A company copies the rig but fails to give the original designer credit as required by the Creative Commons license.   

An internet freak out erupts.  

The company defends itself by pointing out that the Creative Commons license is not legally binding because the rig is not protected by copyright.  Upon investigation, the internet realizes that the company is right.  Legally, the license isn’t worth the pixels used to display it on the screen.  

Weeks later, another designer releases a circuit board under an open hardware license.  

Another company integrates the board into its new product, ignoring the restrictions on the license.  

The designer of the original board tweets a complaint and a new internet freak out ensues. Once again, the company defends itself by pointing out that hardware is not protected by copyright, rendering the license legally irrelevant. 

The internet starts calling all open licenses into question.


Prefer this article in french? Olivier Chambon has you covered.


The world is an incalculably richer place because of the open source software movement and Creative Commons (collectively, for the purposes of this post, OSS/CC).  It is probably safe to say that OSS/CC has succeeded well beyond the wildest dreams of its early proponents, and has touched areas of society that would have been impossible to imagine when the concepts were being developed. Nothing that follows here diminishes that success.

--- Data supplied ---
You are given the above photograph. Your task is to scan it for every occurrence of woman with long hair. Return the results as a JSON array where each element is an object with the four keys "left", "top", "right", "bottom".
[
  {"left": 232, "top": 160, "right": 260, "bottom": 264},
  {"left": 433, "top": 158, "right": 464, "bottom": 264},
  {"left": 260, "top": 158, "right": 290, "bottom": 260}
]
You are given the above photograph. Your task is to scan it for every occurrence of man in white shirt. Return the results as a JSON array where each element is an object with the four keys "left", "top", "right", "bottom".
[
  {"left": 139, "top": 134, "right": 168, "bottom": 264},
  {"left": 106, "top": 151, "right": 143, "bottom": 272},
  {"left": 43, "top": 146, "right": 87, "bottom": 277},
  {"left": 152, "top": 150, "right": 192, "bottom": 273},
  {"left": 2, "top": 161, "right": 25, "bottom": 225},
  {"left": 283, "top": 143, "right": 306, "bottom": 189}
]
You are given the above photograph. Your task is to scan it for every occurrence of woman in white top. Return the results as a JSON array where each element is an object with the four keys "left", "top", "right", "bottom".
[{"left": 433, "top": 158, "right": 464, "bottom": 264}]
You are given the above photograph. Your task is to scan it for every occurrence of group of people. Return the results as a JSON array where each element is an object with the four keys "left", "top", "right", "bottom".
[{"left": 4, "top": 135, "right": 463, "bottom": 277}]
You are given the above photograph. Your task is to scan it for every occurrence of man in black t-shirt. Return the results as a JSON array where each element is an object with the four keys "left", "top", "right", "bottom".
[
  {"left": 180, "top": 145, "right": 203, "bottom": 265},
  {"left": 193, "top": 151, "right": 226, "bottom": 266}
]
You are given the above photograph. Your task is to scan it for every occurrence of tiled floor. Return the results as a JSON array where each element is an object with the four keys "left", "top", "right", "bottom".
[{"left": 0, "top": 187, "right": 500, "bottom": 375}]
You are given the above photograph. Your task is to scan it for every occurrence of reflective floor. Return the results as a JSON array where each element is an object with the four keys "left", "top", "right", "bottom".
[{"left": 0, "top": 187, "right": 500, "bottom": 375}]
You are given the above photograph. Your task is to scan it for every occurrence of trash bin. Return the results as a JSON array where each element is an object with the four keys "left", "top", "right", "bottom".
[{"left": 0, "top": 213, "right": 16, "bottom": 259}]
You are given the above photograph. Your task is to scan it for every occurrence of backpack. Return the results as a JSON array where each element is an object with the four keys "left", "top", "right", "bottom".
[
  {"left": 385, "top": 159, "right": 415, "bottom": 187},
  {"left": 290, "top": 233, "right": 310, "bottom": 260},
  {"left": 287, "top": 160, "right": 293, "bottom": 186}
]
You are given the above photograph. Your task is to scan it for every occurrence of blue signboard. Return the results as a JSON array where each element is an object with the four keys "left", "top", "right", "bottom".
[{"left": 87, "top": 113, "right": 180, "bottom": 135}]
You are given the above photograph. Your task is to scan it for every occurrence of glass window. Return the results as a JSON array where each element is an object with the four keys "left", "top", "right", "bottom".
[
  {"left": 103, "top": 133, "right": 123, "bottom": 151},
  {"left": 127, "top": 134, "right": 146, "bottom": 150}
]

--

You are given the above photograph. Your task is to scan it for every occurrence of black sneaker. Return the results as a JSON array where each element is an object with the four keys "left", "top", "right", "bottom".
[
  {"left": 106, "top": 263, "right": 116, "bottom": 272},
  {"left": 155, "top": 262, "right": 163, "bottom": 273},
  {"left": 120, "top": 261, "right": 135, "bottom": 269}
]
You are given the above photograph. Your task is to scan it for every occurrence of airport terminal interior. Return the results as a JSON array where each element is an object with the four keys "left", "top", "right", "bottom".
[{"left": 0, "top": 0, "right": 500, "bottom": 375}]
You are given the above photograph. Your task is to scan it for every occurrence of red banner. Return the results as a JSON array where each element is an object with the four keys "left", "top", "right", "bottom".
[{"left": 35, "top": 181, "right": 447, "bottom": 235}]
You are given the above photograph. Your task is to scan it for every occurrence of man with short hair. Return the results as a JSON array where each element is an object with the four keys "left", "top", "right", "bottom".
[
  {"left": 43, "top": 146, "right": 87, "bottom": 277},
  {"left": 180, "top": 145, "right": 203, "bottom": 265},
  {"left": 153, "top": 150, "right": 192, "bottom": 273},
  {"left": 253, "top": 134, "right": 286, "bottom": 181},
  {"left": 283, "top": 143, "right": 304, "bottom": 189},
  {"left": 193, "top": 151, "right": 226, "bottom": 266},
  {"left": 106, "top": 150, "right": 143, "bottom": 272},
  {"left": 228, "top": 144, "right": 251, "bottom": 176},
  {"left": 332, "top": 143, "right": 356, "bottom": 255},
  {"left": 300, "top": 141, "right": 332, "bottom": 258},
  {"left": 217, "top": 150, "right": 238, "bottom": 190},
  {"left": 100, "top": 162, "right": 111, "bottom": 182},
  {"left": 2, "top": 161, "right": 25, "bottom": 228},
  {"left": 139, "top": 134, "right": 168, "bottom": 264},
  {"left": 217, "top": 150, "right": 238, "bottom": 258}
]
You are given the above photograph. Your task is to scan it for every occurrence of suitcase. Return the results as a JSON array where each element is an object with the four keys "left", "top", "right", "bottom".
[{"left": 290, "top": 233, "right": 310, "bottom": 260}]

* * *

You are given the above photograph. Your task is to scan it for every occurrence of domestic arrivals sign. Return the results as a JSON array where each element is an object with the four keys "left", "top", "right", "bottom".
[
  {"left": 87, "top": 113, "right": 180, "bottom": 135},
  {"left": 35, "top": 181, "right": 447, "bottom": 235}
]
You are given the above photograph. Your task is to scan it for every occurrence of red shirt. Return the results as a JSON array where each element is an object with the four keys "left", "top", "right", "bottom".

--- Tasks to perform ---
1. In the text about open licenses, shorten the paragraph beginning "The company defends itself" while keeping its main facts.
2. According to the text about open licenses, what kind of license does the second designer release a circuit board under?

--- Solutions per task ---
1. The company argues that the Creative Commons license cannot be enforced because the rig is not protected by copyright. The internet looks into it and finds the company is right: the license has no legal value.

2. An open hardware license.